___ Fragmento de texto ___

R: Yo considero que la realidad es el suelo que necesitamos para saltar y alcanzar el aire. Entonces, si el salto tiene una intención, que es la de ir hacia arriba, el suelo también tiene la suya, que no es otra que la de soportar las pisadas y ayudarnos en el impulso. A mí, y tal y como yo concibo la escritura, la realidad me nutre muchísimo, y a mis textos también: lo que soy, lo que me rodea, los acontecimientos que presencio, los libros que leo, las películas que veo… en el fondo, mi realidad se basa en otras ficciones, y todo eso marca el rumbo a partir del cual yo luego salto o reconfiguro o invento nuevos argumentos; pero tomando siempre como base alguna experiencia vivida. Y no tiene por qué ser autobiográfica, pero sí experimentada de alguna de estas maneras.
En El estado natural de las cosas, sin ir más lejos, y aunque la premisa fantástica o rupturista siempre esté ahí, la base sobre la que descansan todos los relatos siempre tiene que ver con un tema real que a mí me haya inquietado en algún momento. Por ejemplo, y haciendo un repaso de los relatos que aparecen en el libro, te diré que en Elogio del huracán yo quise hablar sobre Dios; en Reprimir el gesto exterminador, sobre la rebelión y la inquietud social; en Intervención nº 3, sobre la precariedad laboral y sobre los límites del arte moderno; en El estado natural de las cosas, sobre el divorcio, la crisis matrimonial y la crisis existencial; en La sombra de una imagen que se ahora, sobre la enfermedad; en Fucksímil, sobre la identidad sexual; y en Cuidado con el huevo, sobre el aborto. Te lo he dicho así, de un modo un poco simplificado y abrupto, pero para que veas que en el fondo siempre trato de tocar temas que como ciudadanos e individuos nos afectan.

___

▶ **Descripción de la tarea**
Continúa el fragmento sobre la realidad como base de la escritura a partir de su última oración. Los registros proceden de otra fuente.

___ Extracto de datos ___

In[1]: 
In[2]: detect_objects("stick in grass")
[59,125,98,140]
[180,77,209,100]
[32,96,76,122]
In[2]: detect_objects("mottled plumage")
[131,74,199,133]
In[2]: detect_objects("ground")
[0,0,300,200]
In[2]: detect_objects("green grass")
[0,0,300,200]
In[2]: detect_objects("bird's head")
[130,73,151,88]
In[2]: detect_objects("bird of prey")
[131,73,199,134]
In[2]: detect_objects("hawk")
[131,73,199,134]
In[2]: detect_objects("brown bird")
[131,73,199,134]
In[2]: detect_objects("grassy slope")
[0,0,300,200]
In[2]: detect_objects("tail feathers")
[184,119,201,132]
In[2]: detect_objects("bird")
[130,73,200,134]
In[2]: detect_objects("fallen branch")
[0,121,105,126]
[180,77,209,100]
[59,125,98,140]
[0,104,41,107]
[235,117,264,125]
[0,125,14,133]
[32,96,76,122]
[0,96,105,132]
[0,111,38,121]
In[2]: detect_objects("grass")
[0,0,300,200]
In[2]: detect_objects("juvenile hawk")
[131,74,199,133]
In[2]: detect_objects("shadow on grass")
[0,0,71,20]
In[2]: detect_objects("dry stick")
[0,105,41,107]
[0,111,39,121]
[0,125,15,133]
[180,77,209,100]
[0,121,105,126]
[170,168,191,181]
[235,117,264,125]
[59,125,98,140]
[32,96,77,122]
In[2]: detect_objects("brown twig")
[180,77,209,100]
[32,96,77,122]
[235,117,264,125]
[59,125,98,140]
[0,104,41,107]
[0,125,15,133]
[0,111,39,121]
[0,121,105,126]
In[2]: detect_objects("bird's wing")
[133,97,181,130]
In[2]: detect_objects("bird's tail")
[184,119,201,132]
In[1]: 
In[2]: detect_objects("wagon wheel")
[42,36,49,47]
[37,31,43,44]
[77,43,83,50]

___

▶ **Respuesta**
P: Y si no queremos vivir aferrados a la realidad siempre nos quedará Ehio, ¿verdad? Esa palabra que aparece en todos los relatos de El estado natural de las cosas y que a veces es una persona, a veces un lugar, a veces un recuerdo…
R: En una presentación, alguien me dio una vez una explicación bastante interesante sobre la palabra y el concepto Ehio, que, según su criterio -basta acertado, además-, tenía que ver con el Ello del subconsciente, que junto al Yo y al Superyó constituye uno de sus tres estadios. En este caso, hacía referencia a todas aquellas fuerzas que no controlamos y que no obedecen a ningún tipo de razón por nuestra parte, y que terminan desatándose como se desata aquí en el libro la catástrofe o los elementos fantásticos. Y, joder, me hubiera gustado pensarlo así, eh, pero mi motivación no tenía nada que ver con eso [risas]; aunque también es bonito descubrir que un libro deja de ser tuyo cuando sale al mundo, y cómo la gente es capaz de irlo mejorando gracias a sus lecturas.
A decir verdad, lo que yo quería con el Ehio era tener una palabra clave en la narrativa y en la cosmología de El estado natural de las cosas, de forma que si los personajes se encontraran con ella pudieran saber que estaban siendo inventados, como una especie de juego metanarrativo. Y es que si ellos se dieran cuenta de que la palabra Ehio aparece en otros cuentos sentirían la revelación cuasi divina de que han sido construidos como elementos de una narración, de una ficción alejada de su propio mundo. Es como un camino de miguitas de pan, una pista que yo le quise dejar a la gente dentro de la obra para saberse fingidos. Por suerte -o por desgracia-, nosotros no vivimos en los libros.